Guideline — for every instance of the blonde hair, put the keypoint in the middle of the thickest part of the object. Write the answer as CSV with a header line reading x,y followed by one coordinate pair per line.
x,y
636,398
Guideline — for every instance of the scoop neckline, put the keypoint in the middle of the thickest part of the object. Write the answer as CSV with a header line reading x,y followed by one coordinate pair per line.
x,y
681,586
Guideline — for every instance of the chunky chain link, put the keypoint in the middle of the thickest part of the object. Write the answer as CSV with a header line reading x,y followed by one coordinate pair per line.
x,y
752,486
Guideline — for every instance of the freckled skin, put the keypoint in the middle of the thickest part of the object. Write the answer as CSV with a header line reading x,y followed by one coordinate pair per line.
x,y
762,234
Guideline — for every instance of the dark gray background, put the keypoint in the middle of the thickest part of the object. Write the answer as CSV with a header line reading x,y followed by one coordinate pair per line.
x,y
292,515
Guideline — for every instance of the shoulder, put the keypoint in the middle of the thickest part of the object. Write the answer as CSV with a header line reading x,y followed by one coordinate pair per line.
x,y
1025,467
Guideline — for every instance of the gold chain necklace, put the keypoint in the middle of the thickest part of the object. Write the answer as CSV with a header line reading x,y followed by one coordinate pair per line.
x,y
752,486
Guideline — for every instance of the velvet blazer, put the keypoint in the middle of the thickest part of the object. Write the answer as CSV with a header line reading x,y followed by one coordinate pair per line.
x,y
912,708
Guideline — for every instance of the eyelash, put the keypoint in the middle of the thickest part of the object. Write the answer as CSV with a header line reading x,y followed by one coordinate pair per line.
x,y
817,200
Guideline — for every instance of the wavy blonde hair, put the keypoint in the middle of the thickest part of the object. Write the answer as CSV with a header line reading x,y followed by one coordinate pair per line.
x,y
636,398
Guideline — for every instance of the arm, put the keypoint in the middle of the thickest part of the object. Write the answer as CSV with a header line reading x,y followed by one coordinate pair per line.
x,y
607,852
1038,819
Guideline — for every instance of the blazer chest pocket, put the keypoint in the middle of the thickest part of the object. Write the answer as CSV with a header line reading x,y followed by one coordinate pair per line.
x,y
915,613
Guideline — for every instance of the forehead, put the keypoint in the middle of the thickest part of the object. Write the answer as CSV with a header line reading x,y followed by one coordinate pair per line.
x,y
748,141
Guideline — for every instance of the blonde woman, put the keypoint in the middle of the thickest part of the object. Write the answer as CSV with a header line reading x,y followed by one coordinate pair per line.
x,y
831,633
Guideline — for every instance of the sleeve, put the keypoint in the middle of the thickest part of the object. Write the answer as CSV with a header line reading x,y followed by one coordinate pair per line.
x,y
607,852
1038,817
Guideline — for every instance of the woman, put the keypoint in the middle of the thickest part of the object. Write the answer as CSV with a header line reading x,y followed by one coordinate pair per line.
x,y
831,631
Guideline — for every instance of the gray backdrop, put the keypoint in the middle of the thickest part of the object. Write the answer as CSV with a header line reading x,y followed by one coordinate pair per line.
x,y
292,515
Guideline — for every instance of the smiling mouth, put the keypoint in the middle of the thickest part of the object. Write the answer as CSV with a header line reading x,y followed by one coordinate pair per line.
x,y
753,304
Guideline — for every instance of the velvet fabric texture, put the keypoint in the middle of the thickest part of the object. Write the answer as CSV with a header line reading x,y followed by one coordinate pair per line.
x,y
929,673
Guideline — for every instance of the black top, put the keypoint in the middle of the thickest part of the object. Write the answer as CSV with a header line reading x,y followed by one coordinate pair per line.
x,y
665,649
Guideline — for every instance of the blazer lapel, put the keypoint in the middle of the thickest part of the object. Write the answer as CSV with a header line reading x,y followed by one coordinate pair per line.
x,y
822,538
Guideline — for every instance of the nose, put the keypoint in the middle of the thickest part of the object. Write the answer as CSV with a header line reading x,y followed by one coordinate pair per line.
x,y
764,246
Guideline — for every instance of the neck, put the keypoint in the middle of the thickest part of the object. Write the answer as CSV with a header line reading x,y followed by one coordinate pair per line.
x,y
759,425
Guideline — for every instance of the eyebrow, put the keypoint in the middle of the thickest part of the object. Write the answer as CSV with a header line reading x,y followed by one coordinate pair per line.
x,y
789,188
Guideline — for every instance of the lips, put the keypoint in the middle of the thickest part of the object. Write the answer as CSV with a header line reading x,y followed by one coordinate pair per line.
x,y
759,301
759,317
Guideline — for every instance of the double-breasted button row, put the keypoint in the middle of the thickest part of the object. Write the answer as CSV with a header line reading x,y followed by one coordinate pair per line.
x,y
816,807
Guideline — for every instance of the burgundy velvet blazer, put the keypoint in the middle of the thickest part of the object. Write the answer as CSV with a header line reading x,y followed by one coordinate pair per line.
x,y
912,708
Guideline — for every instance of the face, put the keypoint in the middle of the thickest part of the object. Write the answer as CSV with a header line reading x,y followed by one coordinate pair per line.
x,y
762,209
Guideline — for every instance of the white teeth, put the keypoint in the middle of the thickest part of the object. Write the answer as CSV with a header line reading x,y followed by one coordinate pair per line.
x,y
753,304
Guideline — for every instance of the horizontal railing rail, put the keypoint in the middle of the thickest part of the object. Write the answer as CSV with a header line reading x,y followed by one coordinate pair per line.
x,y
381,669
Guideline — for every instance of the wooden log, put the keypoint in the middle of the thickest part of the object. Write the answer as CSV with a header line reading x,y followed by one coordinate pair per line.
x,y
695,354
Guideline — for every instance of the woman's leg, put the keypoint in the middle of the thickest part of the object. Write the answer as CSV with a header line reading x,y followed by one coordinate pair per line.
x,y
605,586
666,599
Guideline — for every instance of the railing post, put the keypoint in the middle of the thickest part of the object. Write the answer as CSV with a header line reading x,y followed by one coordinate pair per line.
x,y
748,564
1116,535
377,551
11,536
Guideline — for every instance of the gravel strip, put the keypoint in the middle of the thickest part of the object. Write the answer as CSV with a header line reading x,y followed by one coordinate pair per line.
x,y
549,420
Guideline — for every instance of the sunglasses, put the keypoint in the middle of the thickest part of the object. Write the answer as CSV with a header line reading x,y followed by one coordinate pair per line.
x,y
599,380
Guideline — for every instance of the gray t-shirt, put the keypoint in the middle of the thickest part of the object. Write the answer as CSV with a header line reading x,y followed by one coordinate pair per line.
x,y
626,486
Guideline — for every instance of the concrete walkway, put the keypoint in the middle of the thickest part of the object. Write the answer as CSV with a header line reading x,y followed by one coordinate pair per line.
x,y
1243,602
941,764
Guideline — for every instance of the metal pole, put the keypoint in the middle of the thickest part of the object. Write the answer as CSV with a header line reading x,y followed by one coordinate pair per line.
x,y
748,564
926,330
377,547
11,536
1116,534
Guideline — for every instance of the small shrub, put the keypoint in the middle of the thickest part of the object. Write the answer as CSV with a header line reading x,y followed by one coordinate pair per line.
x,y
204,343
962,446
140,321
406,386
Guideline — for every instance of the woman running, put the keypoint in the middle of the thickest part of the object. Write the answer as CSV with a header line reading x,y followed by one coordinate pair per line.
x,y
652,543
※
Reproduce only the lines from the line containing "Guideline — for every instance of the gravel" to the last line of the material above, both of those lines included.

Guideline — for every instance of the gravel strip, put the keypoint in the middle of the thickest part of the object. Write the answer as CSV with a header line reading x,y followed by one coordinate pair per line.
x,y
549,420
Guideline — for every instance of the sunglasses, put the keypoint in the middle of the thickest part of the object. Write the answer as CSV with a header line reading x,y followed by one coordinate pair per line.
x,y
599,380
Guideline — for every instance of the gray t-shirt, put the keypoint in the middle of the thickest part of the object. Write the answer as CSV with a header line reading x,y followed by one coordinate pair per line.
x,y
626,486
Guideline — for every instance of the concrete walkway, put the keypoint in the middle of the thickest part of the object. Write the answer as CSV with a header line reading x,y followed by one coordinate pair per line.
x,y
1243,602
941,764
Guideline — for every instance of the metal pole, put the keypoint in the middle of the thickest part of the object. Write the answer as CSV with a header line reading x,y followed by one coordinate pair per line.
x,y
748,564
926,330
377,547
11,536
1116,534
Guideline — for every instance of the small shrub, put the keypoint in the middle of the thickest part of the object. Write the answer as CSV with a header line reading x,y followed by one coordinate pair per line.
x,y
204,343
962,446
140,321
406,386
Guideline — for every instance of the woman running, put the keypoint in the middle of the thickest part of the object. Write the answer as CSV with a header line reading x,y followed by one coordinate pair per line.
x,y
652,543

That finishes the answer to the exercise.